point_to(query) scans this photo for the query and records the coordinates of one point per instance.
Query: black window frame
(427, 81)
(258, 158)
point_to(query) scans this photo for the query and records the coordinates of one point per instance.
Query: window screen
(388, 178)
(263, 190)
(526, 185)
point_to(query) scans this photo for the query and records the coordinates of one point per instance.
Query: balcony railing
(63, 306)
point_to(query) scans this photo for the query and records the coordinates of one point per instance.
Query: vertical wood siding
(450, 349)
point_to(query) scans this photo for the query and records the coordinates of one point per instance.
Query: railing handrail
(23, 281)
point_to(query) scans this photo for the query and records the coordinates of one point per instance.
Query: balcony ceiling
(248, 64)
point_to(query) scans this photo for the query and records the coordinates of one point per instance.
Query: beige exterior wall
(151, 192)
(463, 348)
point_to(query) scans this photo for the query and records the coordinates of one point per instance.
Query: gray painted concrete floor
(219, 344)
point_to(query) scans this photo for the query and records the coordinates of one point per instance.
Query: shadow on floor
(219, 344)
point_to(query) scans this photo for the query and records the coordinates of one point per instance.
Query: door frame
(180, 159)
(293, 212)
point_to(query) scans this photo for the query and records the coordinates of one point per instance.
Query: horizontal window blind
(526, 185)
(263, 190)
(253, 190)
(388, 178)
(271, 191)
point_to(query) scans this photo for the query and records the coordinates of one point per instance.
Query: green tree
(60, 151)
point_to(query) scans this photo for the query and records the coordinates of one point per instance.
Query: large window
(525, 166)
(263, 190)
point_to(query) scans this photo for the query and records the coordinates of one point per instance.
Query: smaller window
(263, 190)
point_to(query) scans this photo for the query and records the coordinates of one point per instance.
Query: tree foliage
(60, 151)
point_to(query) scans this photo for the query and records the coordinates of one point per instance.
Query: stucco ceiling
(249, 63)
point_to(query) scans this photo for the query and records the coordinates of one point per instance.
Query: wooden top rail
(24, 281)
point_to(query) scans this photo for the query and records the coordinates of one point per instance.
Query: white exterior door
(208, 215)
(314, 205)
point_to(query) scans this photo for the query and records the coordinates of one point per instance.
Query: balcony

● **AIM OF THE EXERCISE**:
Copy all the data. Match it exactly.

● **OUTPUT OF THE TASK**:
point_to(query) scans this photo for the query and records the coordinates of one point per instance.
Query: black window frame
(427, 81)
(258, 158)
point_to(query) scans this photo for the query and records the coordinates of one point per instance.
Query: window screen
(388, 178)
(263, 190)
(526, 185)
point_to(query) scans this photo for the query and records the coordinates of one point per instance.
Query: balcony railing
(63, 306)
point_to(query) scans this photo for the query and records the coordinates of one point per instance.
Query: vertical wood siding
(450, 349)
point_to(query) scans this photo for the query and records the coordinates of one point per instance.
Query: railing handrail
(23, 281)
point_to(query) scans this photo for the query and records the coordinates of one point per instance.
Query: balcony ceiling
(248, 64)
point_to(query) scans this photo for the query and records the coordinates of one point per instance.
Query: beige exterior wall
(151, 192)
(463, 348)
point_to(query) scans this photo for the query and records the coordinates of one point per instance.
Query: gray painted concrete floor
(219, 344)
point_to(query) scans this photo for the query and records the coordinates of one point per instance.
Query: shadow on floor
(219, 344)
point_to(query) scans this photo for the query and records the coordinates of one point per instance.
Query: door frame
(180, 159)
(293, 212)
point_to(query) scans this photo for the query and records the coordinates of one point per instance.
Query: horizontal window blind
(526, 185)
(263, 190)
(253, 190)
(388, 178)
(271, 191)
point_to(query) scans this photo for the query and records the coordinates of one point per instance.
Query: green tree
(60, 151)
point_to(query) scans this photo for the query and records the coordinates of one point per instance.
Query: large window
(525, 166)
(263, 190)
point_to(query) scans this photo for the query and records the coordinates of one point per instance.
Query: smaller window
(263, 190)
point_to(query) scans this photo for the query and records the coordinates of one point per instance.
Query: tree foliage
(60, 151)
point_to(query) scans this photo for the query and records the coordinates of one point per instance.
Query: stucco ceiling
(249, 63)
point_to(query) scans this photo for the query and records the coordinates of one point per instance.
Query: wooden top rail
(24, 281)
point_to(query) scans this photo for the query and records the coordinates of one point per instance.
Query: white exterior door
(208, 215)
(314, 205)
point_to(query) scans this photo for the query and records the coordinates of one point per instance.
Query: balcony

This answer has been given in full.